Items from a dataset
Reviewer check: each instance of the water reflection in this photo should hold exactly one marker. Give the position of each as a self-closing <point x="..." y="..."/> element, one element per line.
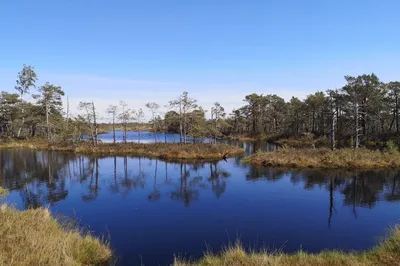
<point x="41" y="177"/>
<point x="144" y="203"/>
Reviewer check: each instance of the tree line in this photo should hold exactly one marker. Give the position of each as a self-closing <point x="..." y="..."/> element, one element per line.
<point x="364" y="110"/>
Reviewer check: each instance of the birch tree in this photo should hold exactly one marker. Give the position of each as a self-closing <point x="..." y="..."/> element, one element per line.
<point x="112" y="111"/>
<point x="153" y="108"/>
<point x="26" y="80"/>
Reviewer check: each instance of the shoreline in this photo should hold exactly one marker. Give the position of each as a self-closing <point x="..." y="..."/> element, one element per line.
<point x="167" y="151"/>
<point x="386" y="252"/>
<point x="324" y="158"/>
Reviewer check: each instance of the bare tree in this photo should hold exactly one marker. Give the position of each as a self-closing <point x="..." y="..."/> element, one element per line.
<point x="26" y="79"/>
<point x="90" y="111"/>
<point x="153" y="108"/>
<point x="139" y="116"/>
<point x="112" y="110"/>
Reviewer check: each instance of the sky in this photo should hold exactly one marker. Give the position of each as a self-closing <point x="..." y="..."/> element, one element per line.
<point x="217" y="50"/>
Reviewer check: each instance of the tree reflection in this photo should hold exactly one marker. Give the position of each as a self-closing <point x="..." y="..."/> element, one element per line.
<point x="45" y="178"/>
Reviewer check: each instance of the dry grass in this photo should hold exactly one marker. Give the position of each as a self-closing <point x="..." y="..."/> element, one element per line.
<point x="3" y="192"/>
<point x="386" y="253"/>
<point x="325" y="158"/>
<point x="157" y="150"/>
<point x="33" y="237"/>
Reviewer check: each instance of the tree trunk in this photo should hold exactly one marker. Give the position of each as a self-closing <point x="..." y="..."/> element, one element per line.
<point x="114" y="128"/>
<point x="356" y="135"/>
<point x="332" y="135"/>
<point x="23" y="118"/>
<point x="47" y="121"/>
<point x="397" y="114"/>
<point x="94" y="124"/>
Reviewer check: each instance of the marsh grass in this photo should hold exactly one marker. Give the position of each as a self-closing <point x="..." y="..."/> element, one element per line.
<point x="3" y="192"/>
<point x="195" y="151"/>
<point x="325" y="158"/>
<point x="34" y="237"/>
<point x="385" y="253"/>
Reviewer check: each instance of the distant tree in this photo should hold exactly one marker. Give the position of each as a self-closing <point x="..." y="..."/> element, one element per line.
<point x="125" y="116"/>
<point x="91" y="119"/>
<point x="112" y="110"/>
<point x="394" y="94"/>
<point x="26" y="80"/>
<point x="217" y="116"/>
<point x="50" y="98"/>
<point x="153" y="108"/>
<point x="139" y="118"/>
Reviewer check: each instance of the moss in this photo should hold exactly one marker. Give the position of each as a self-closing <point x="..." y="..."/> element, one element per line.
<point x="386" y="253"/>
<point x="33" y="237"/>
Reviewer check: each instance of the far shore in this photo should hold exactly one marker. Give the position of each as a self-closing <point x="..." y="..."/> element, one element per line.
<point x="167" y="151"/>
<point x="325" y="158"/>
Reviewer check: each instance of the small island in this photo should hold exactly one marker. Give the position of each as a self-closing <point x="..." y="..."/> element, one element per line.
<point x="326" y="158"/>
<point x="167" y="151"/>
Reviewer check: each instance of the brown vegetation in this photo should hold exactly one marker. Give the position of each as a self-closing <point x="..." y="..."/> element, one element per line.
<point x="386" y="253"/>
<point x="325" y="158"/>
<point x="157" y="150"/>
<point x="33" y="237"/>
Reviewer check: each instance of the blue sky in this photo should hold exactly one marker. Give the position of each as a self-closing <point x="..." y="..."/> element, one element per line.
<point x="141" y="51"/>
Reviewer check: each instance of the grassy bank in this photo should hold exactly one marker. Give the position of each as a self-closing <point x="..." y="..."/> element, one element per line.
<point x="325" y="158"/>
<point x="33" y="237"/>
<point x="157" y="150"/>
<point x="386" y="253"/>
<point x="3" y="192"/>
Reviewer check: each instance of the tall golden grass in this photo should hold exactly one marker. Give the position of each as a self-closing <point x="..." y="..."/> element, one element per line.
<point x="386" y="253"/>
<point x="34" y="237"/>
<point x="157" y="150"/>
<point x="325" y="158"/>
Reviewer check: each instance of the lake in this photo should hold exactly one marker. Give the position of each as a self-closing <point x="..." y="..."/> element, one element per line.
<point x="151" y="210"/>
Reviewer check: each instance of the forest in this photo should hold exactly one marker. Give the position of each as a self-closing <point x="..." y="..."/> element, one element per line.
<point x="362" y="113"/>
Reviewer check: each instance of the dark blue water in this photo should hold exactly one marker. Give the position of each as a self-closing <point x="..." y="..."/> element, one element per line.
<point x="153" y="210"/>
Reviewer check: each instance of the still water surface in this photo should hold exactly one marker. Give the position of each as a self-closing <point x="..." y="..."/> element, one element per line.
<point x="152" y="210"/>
--
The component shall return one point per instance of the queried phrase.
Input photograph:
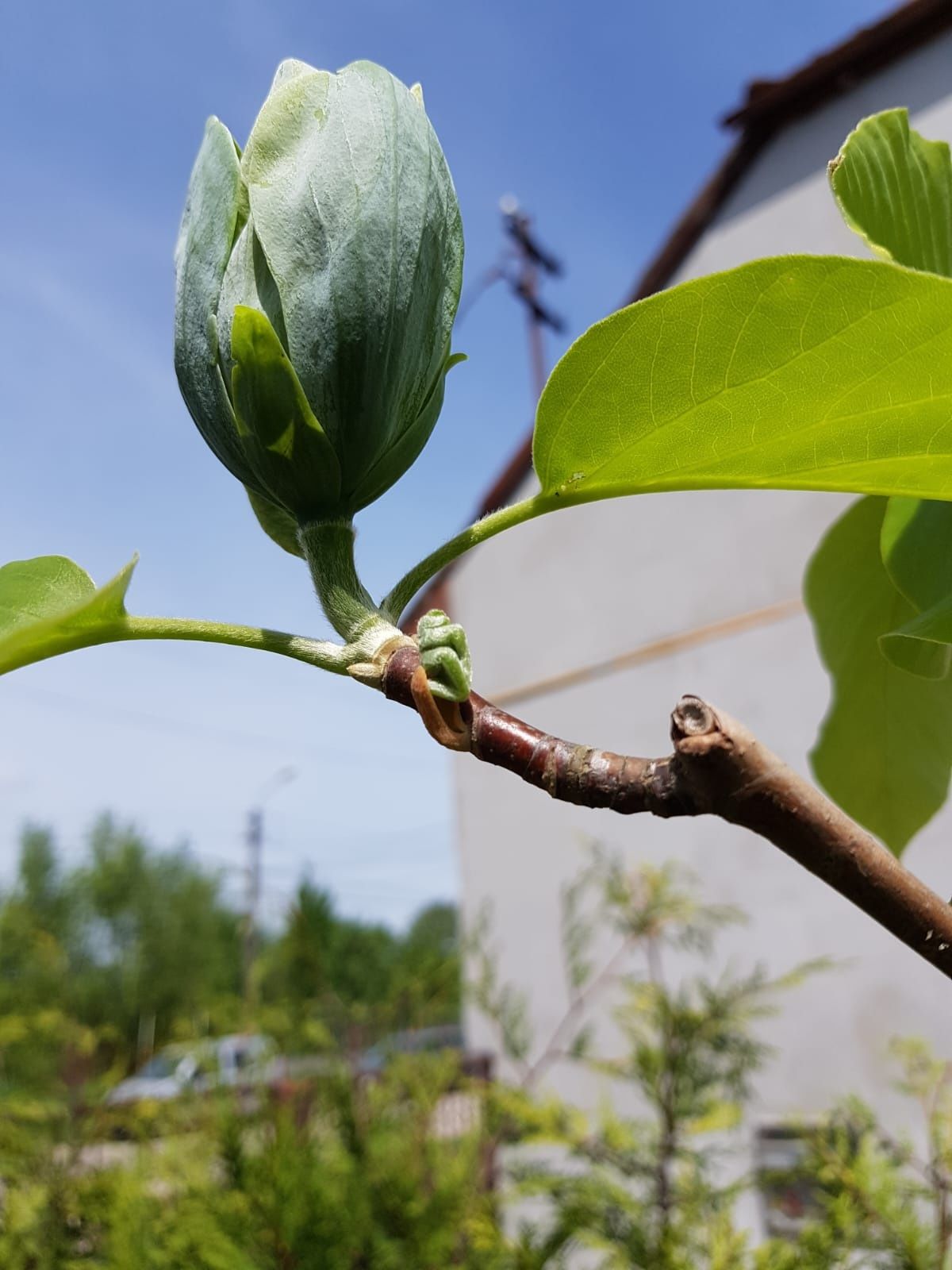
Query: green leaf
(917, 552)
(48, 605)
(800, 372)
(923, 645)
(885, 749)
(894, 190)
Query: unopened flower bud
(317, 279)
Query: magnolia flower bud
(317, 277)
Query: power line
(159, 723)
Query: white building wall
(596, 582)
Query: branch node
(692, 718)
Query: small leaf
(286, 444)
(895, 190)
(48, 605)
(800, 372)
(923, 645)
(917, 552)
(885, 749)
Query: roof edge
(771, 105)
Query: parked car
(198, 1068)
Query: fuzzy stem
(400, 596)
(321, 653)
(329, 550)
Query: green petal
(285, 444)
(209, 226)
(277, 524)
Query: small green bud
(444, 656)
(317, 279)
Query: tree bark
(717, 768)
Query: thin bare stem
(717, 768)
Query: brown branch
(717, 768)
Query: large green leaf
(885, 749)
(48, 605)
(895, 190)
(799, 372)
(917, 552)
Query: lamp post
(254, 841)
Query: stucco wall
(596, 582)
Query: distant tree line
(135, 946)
---
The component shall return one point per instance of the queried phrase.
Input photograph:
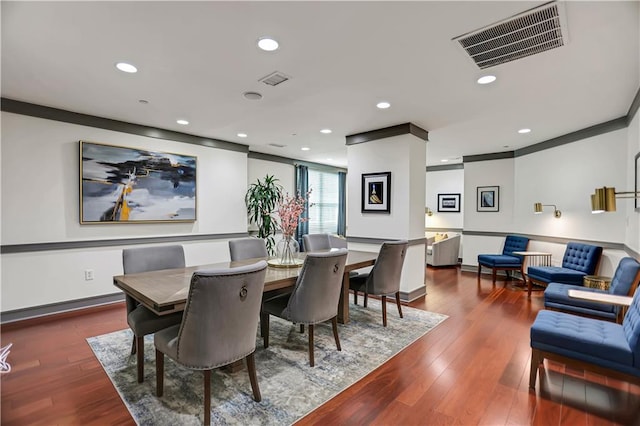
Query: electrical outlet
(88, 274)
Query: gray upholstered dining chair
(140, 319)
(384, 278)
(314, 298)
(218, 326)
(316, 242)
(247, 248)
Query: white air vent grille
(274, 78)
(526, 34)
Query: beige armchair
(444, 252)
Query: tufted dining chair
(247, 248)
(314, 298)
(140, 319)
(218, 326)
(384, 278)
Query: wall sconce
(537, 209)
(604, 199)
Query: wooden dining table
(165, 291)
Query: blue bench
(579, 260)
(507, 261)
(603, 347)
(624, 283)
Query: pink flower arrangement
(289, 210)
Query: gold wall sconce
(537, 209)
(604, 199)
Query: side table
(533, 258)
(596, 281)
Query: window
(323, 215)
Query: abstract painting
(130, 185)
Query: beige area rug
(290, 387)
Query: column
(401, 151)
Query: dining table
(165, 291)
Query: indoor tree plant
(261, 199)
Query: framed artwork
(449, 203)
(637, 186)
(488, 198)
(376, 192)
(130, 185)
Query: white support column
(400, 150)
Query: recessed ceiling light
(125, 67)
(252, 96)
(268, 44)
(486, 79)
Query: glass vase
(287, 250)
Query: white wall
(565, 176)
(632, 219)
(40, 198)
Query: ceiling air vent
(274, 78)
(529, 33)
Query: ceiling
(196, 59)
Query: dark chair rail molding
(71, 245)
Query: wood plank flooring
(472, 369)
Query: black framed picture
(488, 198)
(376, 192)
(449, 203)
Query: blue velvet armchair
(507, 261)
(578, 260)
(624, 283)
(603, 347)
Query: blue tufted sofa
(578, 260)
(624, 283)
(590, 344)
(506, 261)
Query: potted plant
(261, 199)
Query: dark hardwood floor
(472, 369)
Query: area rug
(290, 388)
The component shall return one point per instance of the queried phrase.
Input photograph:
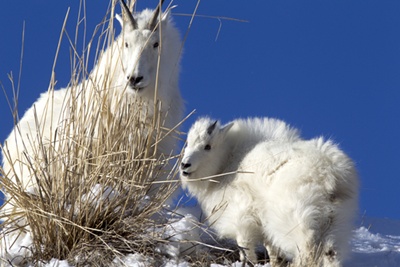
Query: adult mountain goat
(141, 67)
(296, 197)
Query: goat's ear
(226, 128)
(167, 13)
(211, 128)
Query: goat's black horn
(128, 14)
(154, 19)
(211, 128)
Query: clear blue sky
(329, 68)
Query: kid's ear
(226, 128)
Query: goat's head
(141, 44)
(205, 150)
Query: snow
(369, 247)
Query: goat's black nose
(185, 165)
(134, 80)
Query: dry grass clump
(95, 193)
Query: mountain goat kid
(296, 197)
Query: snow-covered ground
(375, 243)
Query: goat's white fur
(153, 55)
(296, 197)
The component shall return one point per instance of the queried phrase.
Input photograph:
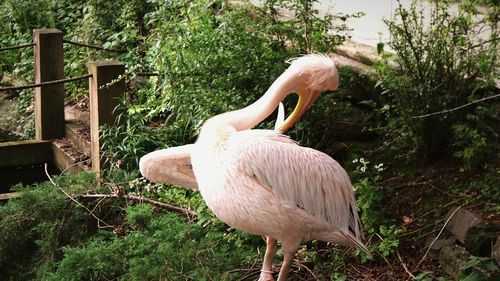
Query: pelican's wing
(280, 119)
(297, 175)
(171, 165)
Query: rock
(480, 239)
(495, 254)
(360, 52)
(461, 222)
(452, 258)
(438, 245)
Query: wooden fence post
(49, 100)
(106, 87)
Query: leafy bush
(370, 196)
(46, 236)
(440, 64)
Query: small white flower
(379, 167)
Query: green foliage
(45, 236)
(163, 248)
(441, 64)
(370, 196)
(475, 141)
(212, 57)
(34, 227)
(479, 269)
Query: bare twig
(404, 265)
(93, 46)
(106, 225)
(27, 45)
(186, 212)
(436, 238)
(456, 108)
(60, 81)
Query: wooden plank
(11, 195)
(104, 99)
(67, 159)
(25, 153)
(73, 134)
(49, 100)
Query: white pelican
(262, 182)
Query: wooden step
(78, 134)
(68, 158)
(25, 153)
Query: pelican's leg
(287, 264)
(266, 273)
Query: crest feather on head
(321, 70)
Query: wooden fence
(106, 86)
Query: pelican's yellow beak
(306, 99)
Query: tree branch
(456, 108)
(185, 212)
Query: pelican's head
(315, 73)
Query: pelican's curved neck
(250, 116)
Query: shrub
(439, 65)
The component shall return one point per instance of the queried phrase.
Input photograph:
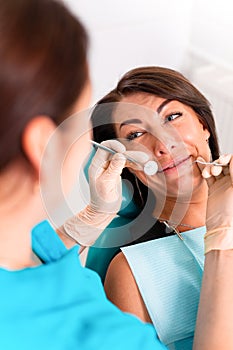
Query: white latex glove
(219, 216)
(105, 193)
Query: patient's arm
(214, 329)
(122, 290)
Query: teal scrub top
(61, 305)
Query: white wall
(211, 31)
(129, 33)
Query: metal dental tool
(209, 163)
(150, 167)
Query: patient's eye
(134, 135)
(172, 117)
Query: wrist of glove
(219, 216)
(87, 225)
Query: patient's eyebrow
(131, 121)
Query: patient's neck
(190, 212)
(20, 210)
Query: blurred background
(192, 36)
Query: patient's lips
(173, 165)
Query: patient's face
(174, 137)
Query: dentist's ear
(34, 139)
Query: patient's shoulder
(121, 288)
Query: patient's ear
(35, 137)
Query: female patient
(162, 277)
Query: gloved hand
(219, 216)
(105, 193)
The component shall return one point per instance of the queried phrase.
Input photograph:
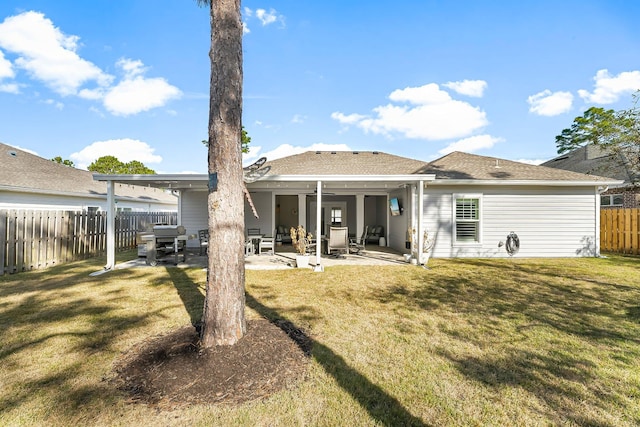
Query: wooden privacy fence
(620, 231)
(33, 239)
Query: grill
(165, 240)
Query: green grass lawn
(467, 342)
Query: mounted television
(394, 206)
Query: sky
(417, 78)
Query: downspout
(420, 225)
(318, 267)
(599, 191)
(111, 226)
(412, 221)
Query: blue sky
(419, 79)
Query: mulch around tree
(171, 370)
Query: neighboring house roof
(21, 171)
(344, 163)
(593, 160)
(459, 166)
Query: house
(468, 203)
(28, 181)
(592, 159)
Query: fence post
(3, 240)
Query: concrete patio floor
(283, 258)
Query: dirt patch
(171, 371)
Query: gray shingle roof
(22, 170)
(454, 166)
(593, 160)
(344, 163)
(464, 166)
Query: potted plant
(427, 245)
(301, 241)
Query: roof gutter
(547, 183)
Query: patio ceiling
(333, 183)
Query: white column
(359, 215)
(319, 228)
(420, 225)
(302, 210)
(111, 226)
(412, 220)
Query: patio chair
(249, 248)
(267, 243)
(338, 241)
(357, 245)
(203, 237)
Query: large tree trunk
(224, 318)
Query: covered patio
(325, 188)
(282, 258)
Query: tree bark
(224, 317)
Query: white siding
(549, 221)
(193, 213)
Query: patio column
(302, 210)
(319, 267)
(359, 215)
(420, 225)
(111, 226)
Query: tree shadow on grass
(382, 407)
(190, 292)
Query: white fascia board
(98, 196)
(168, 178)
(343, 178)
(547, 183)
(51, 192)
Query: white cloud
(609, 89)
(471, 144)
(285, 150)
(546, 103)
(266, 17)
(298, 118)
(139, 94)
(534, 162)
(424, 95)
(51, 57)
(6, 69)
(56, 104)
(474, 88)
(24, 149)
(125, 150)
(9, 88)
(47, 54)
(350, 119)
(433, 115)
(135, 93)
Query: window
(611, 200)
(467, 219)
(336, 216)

TO BE DONE » Extract every line of the records that contains the word "sconce", and copy each one as it appears.

TASK OUTPUT »
Query: wall sconce
Query: gold wall sconce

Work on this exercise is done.